ThetaUnionAgg¶

Overview¶

ThetaUnionAgg is a Spark SQL aggregate function that unions multiple Theta sketches to produce a single merged sketch. It uses the Apache DataSketches library to perform efficient set union operations on probabilistic data structures, enabling approximate distinct count and set operations on large datasets.

Syntax¶

theta_union_agg(sketch_column [, lg_nom_entries])

Arguments¶

Argument	Type	Description
sketch_column	BinaryType	Input column containing Theta sketch data as byte arrays
lg_nom_entries	IntegerType	Optional. Log base-2 of nominal entries for the Union buffer (default: from ThetaSketchUtils.DEFAULT_LG_NOM_LONGS)

Return Type¶

BinaryType - Returns a compact Theta sketch as a byte array.

Supported Data Types¶

Input sketch data: BinaryType only (compact Theta sketch byte arrays)
Configuration parameter: IntegerType for lg_nom_entries

Algorithm¶

Creates a Union aggregation buffer with specified nominal entries capacity
Processes each input sketch by wrapping the byte array into a CompactSketch instance
Updates the Union buffer by calling union() on each input sketch
Merges partial aggregation results by combining Union objects or integrating finalized sketches
Serializes the final Union result into a compact binary sketch format

Partitioning Behavior¶

How this expression affects partitioning:

Does not preserve input partitioning as it performs aggregation across partitions
Requires shuffle operation for global aggregation across all partitions during the merge phase
Uses TypedImperativeAggregate framework for distributed aggregation with custom serialization

Edge Cases¶

Null handling: Null input values are ignored and do not affect the aggregation result
Empty input: Returns an empty Union buffer when no valid sketches are processed
Invalid sketch format: Throws QueryExecutionErrors.thetaInvalidInputSketchBuffer for non-binary input types
Non-constant lg_nom_entries: Throws QueryExecutionErrors.thetaLgNomEntriesMustBeConstantError if the parameter is not foldable
Buffer type validation: Validates buffer types during merge operations and throws errors for unexpected buffer states

Code Generation¶

This expression does not support Tungsten code generation and falls back to interpreted mode. It extends TypedImperativeAggregate which uses custom update/merge/serialize/deserialize methods that cannot be code-generated.

- [Set of tasks]:
1. Write out the part of the ThetaUnionAgg reference that opens with the words containing "Return Type¶" and closes with "sketch byte arrays)".
2. According to the ThetaUnionAgg reference, why does the expression fall back to interpreted mode instead of using Tungsten code generation?
3. Which edge cases does the ThetaUnionAgg reference list by name?
The material that follows has no connection to the ThetaUnionAgg reference.

- [Provided data]:
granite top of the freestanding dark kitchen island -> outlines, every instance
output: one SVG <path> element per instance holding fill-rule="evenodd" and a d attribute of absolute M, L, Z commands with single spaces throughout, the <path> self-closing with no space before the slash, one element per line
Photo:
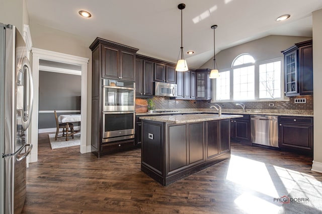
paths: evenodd
<path fill-rule="evenodd" d="M 171 112 L 170 112 L 171 113 Z M 241 115 L 228 115 L 224 114 L 220 117 L 218 114 L 187 114 L 187 115 L 163 115 L 163 116 L 142 116 L 142 120 L 153 120 L 165 123 L 192 123 L 208 120 L 223 120 L 230 118 L 243 117 Z"/>

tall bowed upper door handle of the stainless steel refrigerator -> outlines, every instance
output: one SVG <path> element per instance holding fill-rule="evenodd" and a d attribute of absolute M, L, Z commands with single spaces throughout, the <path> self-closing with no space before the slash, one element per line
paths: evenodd
<path fill-rule="evenodd" d="M 24 114 L 23 112 L 21 112 L 21 123 L 22 123 L 22 127 L 24 128 L 24 130 L 26 130 L 30 124 L 31 121 L 31 115 L 32 115 L 32 107 L 33 107 L 33 102 L 34 102 L 34 84 L 33 84 L 33 80 L 32 80 L 32 74 L 31 74 L 31 66 L 29 63 L 29 60 L 27 59 L 27 57 L 24 57 L 24 59 L 22 60 L 21 63 L 21 68 L 22 69 L 26 69 L 28 71 L 28 77 L 29 77 L 29 109 L 28 109 L 28 118 L 27 120 L 25 120 L 24 118 Z M 23 111 L 23 110 L 20 110 Z"/>

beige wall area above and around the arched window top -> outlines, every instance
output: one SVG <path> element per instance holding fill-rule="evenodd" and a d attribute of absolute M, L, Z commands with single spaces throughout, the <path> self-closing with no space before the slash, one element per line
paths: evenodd
<path fill-rule="evenodd" d="M 252 42 L 234 46 L 216 54 L 216 63 L 219 70 L 231 67 L 232 61 L 240 54 L 248 53 L 258 62 L 283 57 L 281 51 L 295 43 L 310 40 L 309 37 L 268 36 Z M 213 67 L 213 57 L 201 68 Z"/>

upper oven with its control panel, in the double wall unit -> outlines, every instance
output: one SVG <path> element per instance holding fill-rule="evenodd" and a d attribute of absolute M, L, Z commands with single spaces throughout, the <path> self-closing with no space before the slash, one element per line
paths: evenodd
<path fill-rule="evenodd" d="M 103 111 L 135 111 L 135 83 L 104 79 Z"/>

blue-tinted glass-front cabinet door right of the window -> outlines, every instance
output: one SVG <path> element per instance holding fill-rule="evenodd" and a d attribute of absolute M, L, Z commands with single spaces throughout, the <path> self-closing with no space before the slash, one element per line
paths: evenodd
<path fill-rule="evenodd" d="M 285 55 L 285 94 L 297 93 L 296 51 Z"/>

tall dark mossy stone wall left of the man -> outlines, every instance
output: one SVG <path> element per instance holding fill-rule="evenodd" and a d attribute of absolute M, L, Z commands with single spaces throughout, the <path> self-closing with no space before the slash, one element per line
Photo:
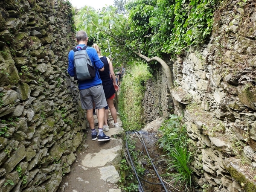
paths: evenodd
<path fill-rule="evenodd" d="M 0 191 L 55 192 L 86 128 L 66 72 L 72 9 L 1 0 L 0 13 Z"/>

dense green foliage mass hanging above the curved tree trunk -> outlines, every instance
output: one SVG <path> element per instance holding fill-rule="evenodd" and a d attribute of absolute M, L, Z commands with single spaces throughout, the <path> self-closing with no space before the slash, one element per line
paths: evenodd
<path fill-rule="evenodd" d="M 202 44 L 212 32 L 219 0 L 136 0 L 128 3 L 134 41 L 144 54 L 180 54 Z"/>

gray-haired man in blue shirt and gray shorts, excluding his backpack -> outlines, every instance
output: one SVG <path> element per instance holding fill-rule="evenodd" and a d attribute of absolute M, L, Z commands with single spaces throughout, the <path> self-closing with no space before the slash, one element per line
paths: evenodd
<path fill-rule="evenodd" d="M 87 45 L 88 36 L 84 31 L 79 31 L 76 33 L 76 41 L 78 45 L 76 49 L 81 50 L 84 46 Z M 98 141 L 108 141 L 110 137 L 106 136 L 103 133 L 103 123 L 104 123 L 104 107 L 107 106 L 104 90 L 102 87 L 102 80 L 99 77 L 99 72 L 104 71 L 104 64 L 100 60 L 96 50 L 92 47 L 87 47 L 87 54 L 90 57 L 90 60 L 93 66 L 96 68 L 96 76 L 93 79 L 87 79 L 84 81 L 78 81 L 78 87 L 80 92 L 81 107 L 87 110 L 87 120 L 90 124 L 90 129 L 92 131 L 92 140 Z M 71 50 L 68 54 L 68 69 L 67 72 L 71 77 L 75 76 L 74 71 L 74 51 Z M 93 102 L 95 102 L 98 112 L 98 122 L 99 122 L 99 134 L 94 128 L 94 119 L 93 119 Z"/>

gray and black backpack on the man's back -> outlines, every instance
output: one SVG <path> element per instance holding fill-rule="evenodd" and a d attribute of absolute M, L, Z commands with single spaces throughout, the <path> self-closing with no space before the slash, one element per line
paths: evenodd
<path fill-rule="evenodd" d="M 88 46 L 84 46 L 83 49 L 73 49 L 74 53 L 74 71 L 75 80 L 84 81 L 86 79 L 92 79 L 96 75 L 96 70 L 86 52 Z"/>

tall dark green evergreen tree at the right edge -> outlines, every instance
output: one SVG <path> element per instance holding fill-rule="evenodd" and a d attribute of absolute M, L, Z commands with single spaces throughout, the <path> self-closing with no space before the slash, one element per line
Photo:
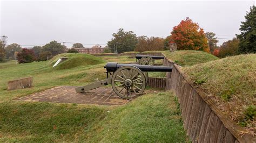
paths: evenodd
<path fill-rule="evenodd" d="M 256 7 L 251 6 L 250 12 L 246 13 L 245 22 L 241 22 L 237 35 L 240 40 L 239 53 L 256 53 Z"/>

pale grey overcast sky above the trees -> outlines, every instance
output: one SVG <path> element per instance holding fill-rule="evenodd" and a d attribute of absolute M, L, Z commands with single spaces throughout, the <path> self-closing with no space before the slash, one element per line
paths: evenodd
<path fill-rule="evenodd" d="M 105 46 L 118 28 L 138 36 L 165 38 L 190 17 L 218 38 L 240 33 L 253 1 L 3 1 L 0 35 L 8 44 L 40 45 L 49 41 Z M 219 39 L 220 45 L 225 39 Z M 70 47 L 71 45 L 68 45 Z M 29 47 L 29 46 L 24 46 Z"/>

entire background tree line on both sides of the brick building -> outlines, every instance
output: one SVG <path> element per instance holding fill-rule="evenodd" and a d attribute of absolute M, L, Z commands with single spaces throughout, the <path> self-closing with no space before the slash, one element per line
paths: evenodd
<path fill-rule="evenodd" d="M 236 38 L 224 42 L 217 46 L 218 40 L 213 32 L 204 32 L 199 24 L 190 18 L 172 28 L 172 32 L 166 38 L 137 36 L 133 31 L 125 31 L 119 28 L 117 33 L 113 33 L 113 38 L 107 42 L 104 52 L 144 52 L 144 51 L 164 51 L 169 49 L 170 44 L 175 43 L 178 50 L 199 50 L 212 53 L 215 56 L 224 58 L 245 53 L 256 53 L 256 8 L 251 6 L 250 12 L 246 13 L 245 22 L 241 22 Z M 22 48 L 18 44 L 6 45 L 7 37 L 2 36 L 0 40 L 0 62 L 5 59 L 17 59 L 20 63 L 32 61 L 45 61 L 52 56 L 63 53 L 66 47 L 60 42 L 51 41 L 44 46 L 35 46 L 32 49 Z M 73 44 L 68 53 L 77 53 L 75 48 L 84 48 L 83 44 Z"/>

- [Solutions]:
1.
Return Type¶

BinaryType - Returns a compact Theta sketch as a byte array.

Supported Data Types¶

Input sketch data: BinaryType only (compact Theta sketch byte arrays)

2. It extends TypedImperativeAggregate, which uses custom update, merge, serialize, and deserialize methods that cannot be code-generated.

3.
- Null handling
- Empty input
- Invalid sketch format
- Non-constant lg_nom_entries
- Buffer type validation